Your objective: In the material below, the lines to repeat exactly run from the one containing "Holes follow the even-odd rule." to the very last line, both included.
#####
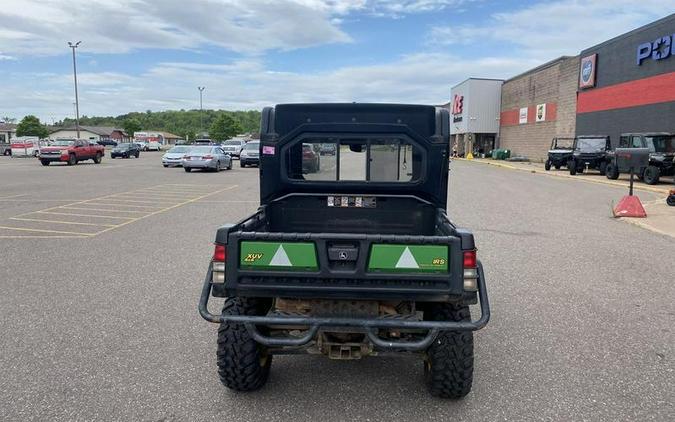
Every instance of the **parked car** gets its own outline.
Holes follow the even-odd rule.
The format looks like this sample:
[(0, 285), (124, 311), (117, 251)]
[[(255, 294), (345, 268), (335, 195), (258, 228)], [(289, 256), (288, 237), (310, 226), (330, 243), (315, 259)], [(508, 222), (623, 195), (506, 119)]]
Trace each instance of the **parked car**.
#####
Answer to this task:
Holes follow the even-odd rule.
The format looks like this sample:
[(0, 285), (124, 311), (117, 251)]
[[(255, 294), (345, 268), (335, 195), (258, 228)], [(289, 256), (288, 237), (310, 226), (330, 243), (315, 259)], [(508, 222), (623, 195), (506, 119)]]
Trace each instance of the **parked car**.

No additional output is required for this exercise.